From the entries that follow, copy exactly the lines beginning at the line holding "Identify the smiling" and continuing through the line holding "Identify the red stripe".

(Dataset entries)

Content starts

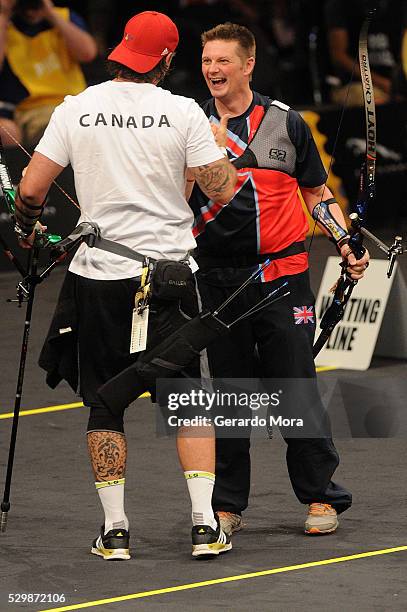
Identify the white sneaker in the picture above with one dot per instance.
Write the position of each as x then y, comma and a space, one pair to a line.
321, 519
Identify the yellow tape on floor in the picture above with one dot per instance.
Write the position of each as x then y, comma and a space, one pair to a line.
196, 585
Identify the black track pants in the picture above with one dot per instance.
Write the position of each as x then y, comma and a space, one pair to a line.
284, 350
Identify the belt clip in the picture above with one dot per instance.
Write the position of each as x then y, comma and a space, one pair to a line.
143, 292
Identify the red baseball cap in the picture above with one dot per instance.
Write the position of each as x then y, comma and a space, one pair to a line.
148, 37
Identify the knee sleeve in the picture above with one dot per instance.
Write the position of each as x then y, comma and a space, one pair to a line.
100, 418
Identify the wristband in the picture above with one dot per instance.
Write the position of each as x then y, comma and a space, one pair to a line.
322, 214
21, 234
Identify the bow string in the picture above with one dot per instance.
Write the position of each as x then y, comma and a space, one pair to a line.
345, 284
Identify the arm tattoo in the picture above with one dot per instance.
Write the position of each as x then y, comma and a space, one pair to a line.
108, 451
216, 178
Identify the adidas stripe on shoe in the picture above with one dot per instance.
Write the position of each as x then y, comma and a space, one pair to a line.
114, 545
207, 541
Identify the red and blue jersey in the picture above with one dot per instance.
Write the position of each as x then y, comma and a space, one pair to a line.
266, 214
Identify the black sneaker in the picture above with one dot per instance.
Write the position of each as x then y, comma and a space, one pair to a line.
112, 545
208, 541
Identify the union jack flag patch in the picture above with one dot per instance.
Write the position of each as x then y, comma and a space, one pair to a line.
303, 314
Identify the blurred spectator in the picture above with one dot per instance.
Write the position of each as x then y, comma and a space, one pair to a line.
195, 16
41, 47
344, 20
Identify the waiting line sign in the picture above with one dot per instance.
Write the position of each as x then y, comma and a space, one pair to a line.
353, 341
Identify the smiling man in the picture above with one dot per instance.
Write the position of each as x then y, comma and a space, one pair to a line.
265, 220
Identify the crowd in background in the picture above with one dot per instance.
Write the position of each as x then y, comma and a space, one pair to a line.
306, 49
294, 57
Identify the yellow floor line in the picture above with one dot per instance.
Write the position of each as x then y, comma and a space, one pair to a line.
9, 415
196, 585
58, 408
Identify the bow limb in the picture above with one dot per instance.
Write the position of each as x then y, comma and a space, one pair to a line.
20, 146
345, 284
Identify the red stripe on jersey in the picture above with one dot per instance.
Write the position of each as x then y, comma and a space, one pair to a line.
295, 264
280, 216
234, 147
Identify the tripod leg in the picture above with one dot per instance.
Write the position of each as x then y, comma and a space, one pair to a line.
5, 505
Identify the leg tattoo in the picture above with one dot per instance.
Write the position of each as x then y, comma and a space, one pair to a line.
108, 452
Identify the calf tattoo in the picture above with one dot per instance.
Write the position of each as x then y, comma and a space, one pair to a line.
108, 451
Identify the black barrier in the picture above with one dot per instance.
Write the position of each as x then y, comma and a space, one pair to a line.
389, 210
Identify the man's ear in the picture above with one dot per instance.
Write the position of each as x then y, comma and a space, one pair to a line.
249, 66
169, 58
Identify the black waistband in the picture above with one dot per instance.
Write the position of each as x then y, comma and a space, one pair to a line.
239, 261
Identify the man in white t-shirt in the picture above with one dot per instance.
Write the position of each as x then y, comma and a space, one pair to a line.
129, 143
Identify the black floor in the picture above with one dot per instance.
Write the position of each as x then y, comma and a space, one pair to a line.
55, 512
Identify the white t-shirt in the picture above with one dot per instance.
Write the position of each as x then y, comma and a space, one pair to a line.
129, 145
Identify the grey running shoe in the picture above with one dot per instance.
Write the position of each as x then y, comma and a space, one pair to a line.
321, 519
229, 522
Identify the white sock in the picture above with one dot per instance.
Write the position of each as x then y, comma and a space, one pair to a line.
111, 495
200, 487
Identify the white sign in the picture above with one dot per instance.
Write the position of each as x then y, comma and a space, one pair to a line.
352, 342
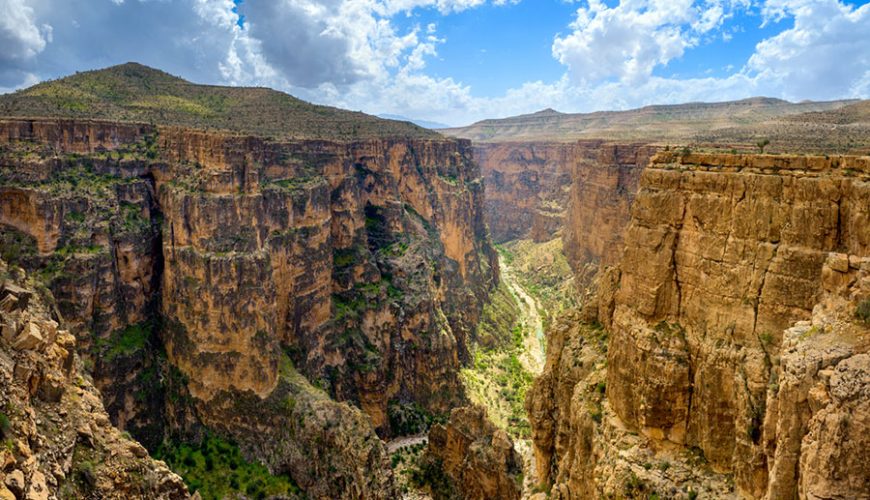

Content ends

▶ _RESPONSE TO THE TASK_
Identify the smiling man in the picture above with one dot per instance.
Write the position of each as x then y, comma and a space, one pair to a line.
265, 220
Identify the crowd in background in the picture above with one dot per instance.
Write the position of each as x then y, comma and a space, one pair to a line.
306, 49
294, 57
Identify the yellow floor line in the picture above with one dot per instance.
Write the position of each as x then y, comma and a space, one pair to a line.
9, 415
196, 585
58, 408
Identify the bow limb in the picture above with one dot per instance.
Write the position of each as x then y, comma and a space, one pair to a line.
20, 146
345, 284
Identify the red stripe on jersey in the picture above with one dot per instance.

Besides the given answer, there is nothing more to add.